▶ Task A
Using the text below on splitting and joining PDF files, answer these questions:
(i) How many output files does the split command produce for a 10-page input.pdf with split points 3 and 5?
(ii) On which Mac OS X releases should the splitting script work?
(iii) At what path is the Python join script located?

This is best illustrated by an example:
splitPDF.py input.pdf 3 5
Assuming input.pdf
has 10 pages, you will get three files
back: input.part1.1_3.pdf
contains page 1-3, input.part2.4_5.pdf
contains
page 4-5, and input.part3.6_10.pdf
contains page 6-10
(note how the page ranges are part of the output filenames).
I should mention that each splitPageNum_i
should be an
integer between 1 and the number of pages of input.pdf
(inclusive),
and the entire sequence must be strictly increasing. Lastly this script
should work on both Panther and Tiger (Mac OS X 10.3.x/10.4.x).
Just for completeness sake, if you have ghostscript installed
(possibly via Fink), this
is how you can extract pages from a pdf file (all in one line):
gs -dBATCH -dNOPAUSE -q -sDEVICE=pdfwrite -dFirstPage=3 -dLastPage=5 -sOUTPUTFILE=input.3_5.pdf input.pdf
This will extract page 3-5 (inclusive) from input.pdf
into a new file input.3_5.pdf
.
(10.4.x+ only) How do I join multiple PDFs
into one from command-line?
(Thanks to Stan Jou for
pointing this script to me)
For some of us, sometimes we need to join/combine/concatenate multiple
PDF files into one PDF file for some reason. There have been multiple
ways to achieve this without buying extra piece of software. If you're
a Tiger (OS X 10.4.x) user, things are even a bit easier - it turns
out a Python script has already
been written for us by those kind Apple engineers - this script is
located at
/System/Library/Automator/Combine PDF Pages.action/Contents/Resources/join.py
(Actually the same script should work on Panther
(10.3.x) - but I cannot distribute it here)
You can make using the script a bit easier by creating a symlink for
it at a convenient place: (in one line - note the backslashes)

▶ Task B
Count the lines of the entries below that contain the word "jacket", matching case exactly, and give only the number.

▶ Source records
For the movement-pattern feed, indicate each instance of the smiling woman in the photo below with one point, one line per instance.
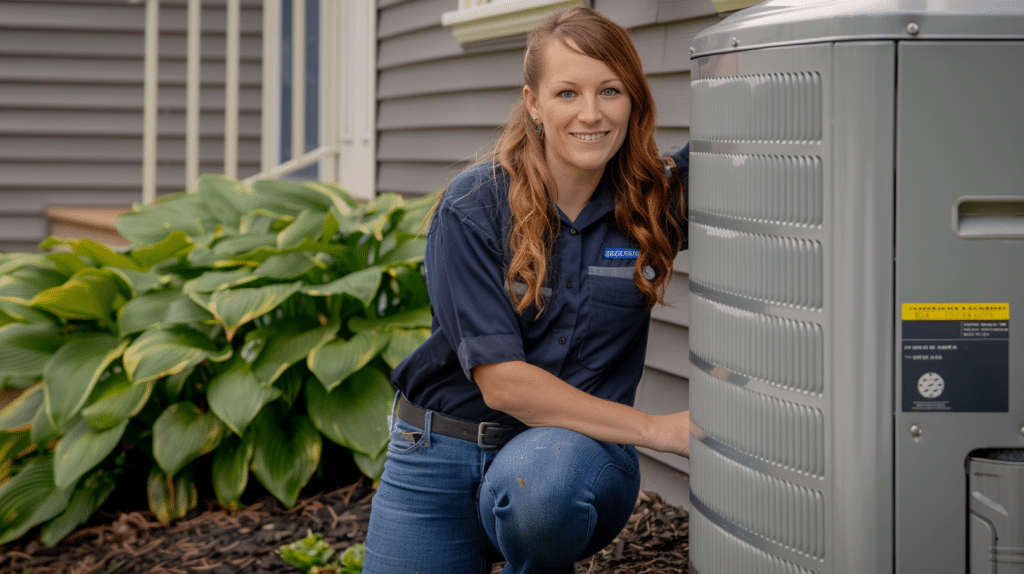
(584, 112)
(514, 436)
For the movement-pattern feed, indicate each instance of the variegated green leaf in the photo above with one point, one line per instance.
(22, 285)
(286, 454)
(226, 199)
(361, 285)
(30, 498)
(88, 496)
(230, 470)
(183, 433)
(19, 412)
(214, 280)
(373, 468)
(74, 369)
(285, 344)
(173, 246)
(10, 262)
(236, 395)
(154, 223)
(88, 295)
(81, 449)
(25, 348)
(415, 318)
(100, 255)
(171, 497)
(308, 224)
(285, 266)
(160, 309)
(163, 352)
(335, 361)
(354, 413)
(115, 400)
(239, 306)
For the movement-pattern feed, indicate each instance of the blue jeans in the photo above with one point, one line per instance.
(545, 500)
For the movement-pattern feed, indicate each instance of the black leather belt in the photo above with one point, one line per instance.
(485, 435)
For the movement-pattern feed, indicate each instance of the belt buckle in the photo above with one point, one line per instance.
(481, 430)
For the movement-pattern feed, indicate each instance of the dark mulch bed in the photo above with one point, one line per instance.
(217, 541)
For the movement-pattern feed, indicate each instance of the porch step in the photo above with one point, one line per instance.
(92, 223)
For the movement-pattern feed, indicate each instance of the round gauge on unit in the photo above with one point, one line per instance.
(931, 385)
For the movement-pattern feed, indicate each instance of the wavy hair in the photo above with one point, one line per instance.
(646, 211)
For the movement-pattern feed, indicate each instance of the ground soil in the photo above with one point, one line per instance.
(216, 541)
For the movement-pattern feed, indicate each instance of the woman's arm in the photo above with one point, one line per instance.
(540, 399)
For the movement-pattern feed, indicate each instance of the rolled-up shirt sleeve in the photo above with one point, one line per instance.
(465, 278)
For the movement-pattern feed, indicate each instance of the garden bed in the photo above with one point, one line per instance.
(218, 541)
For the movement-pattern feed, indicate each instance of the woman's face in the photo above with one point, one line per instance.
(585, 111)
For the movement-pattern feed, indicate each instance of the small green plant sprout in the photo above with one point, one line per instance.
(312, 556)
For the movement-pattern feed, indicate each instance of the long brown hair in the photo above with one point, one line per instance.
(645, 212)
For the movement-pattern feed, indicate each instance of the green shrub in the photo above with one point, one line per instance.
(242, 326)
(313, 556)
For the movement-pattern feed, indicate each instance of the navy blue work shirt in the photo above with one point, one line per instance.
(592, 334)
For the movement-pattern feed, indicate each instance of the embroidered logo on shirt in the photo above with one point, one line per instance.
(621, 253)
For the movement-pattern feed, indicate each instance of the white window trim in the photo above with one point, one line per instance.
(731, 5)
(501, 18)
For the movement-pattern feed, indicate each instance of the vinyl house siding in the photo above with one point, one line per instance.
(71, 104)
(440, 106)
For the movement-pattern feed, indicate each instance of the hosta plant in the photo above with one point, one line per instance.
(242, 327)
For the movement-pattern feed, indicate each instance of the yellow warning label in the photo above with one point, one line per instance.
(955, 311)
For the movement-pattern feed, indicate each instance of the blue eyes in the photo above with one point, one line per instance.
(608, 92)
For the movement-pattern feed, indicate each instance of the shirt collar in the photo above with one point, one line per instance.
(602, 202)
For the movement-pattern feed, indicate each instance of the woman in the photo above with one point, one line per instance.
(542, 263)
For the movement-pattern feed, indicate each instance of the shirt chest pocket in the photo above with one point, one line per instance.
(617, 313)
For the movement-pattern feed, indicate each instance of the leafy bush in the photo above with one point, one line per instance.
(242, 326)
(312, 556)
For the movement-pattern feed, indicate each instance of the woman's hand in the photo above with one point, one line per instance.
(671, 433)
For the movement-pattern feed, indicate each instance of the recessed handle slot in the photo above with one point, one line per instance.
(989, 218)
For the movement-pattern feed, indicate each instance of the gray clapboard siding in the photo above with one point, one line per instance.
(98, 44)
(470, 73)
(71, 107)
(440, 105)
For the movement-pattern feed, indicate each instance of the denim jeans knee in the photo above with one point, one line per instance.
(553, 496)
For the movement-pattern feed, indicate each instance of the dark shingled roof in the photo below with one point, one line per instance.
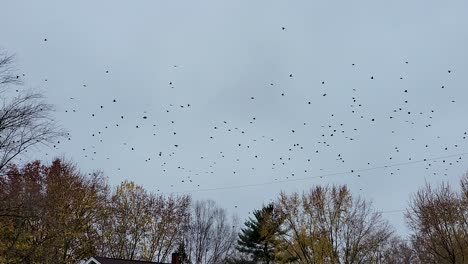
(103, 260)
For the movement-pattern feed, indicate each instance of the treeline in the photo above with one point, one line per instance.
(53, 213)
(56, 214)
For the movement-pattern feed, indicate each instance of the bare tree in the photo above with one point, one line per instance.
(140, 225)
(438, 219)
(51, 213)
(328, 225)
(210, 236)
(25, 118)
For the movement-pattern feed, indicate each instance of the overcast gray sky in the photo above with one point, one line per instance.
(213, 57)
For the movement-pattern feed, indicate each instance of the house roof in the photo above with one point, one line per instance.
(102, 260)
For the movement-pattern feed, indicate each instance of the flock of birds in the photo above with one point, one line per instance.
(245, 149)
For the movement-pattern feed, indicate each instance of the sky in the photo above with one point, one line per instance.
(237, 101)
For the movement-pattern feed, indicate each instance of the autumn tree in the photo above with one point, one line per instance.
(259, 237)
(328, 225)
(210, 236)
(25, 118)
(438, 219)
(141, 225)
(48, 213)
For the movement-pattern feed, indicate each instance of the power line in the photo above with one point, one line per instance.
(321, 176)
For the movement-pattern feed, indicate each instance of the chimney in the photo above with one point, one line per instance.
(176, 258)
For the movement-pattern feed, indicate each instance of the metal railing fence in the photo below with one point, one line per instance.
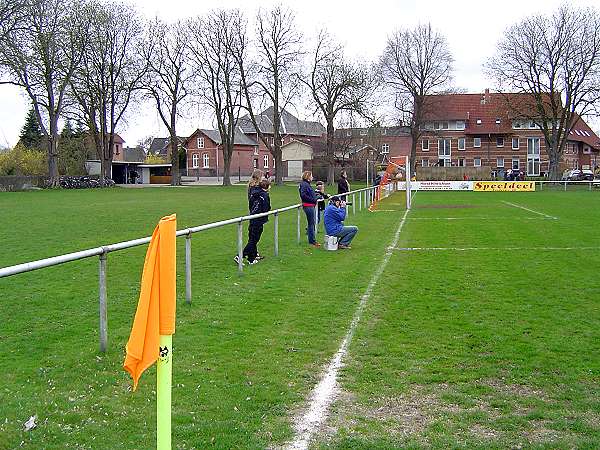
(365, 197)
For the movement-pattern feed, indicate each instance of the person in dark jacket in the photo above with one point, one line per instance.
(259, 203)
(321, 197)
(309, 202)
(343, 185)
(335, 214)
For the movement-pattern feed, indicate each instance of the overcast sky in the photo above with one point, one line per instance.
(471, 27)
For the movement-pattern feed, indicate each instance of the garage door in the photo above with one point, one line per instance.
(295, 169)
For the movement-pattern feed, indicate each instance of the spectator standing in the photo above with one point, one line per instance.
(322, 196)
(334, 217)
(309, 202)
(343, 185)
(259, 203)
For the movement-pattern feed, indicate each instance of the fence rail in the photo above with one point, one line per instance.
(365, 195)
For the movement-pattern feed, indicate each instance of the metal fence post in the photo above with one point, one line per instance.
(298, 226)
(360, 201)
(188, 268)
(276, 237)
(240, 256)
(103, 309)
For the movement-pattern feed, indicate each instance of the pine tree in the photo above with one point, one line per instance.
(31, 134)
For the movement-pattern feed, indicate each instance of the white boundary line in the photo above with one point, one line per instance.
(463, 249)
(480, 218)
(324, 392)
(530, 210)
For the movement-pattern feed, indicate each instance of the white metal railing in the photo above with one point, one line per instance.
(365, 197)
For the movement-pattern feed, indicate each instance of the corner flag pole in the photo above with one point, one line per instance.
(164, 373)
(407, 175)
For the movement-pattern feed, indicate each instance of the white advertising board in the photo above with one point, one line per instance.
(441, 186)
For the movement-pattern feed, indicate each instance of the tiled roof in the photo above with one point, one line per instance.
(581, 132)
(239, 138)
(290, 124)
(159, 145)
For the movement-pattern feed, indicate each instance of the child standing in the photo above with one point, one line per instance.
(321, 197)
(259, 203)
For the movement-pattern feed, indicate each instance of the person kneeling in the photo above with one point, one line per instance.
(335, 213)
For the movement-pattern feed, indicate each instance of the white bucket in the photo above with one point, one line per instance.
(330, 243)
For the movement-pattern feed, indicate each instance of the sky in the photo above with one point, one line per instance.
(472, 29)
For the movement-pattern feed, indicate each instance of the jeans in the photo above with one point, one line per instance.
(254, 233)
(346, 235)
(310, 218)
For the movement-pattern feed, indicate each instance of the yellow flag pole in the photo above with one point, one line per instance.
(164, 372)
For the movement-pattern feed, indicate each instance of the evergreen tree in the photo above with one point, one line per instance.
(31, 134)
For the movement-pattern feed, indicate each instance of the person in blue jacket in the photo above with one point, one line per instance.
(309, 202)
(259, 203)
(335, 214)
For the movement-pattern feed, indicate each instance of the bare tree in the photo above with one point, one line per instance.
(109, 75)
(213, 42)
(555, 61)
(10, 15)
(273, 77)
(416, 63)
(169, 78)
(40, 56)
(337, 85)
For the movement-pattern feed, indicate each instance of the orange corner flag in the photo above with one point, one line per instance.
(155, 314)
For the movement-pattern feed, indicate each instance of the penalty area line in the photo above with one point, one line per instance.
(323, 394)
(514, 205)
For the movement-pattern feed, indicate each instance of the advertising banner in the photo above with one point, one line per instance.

▶ Correct response A
(i) Three
(ii) Panther and Tiger (Mac OS X 10.3.x/10.4.x)
(iii) /System/Library/Automator/Combine PDF Pages.action/Contents/Resources/join.py

▶ Correct response B
2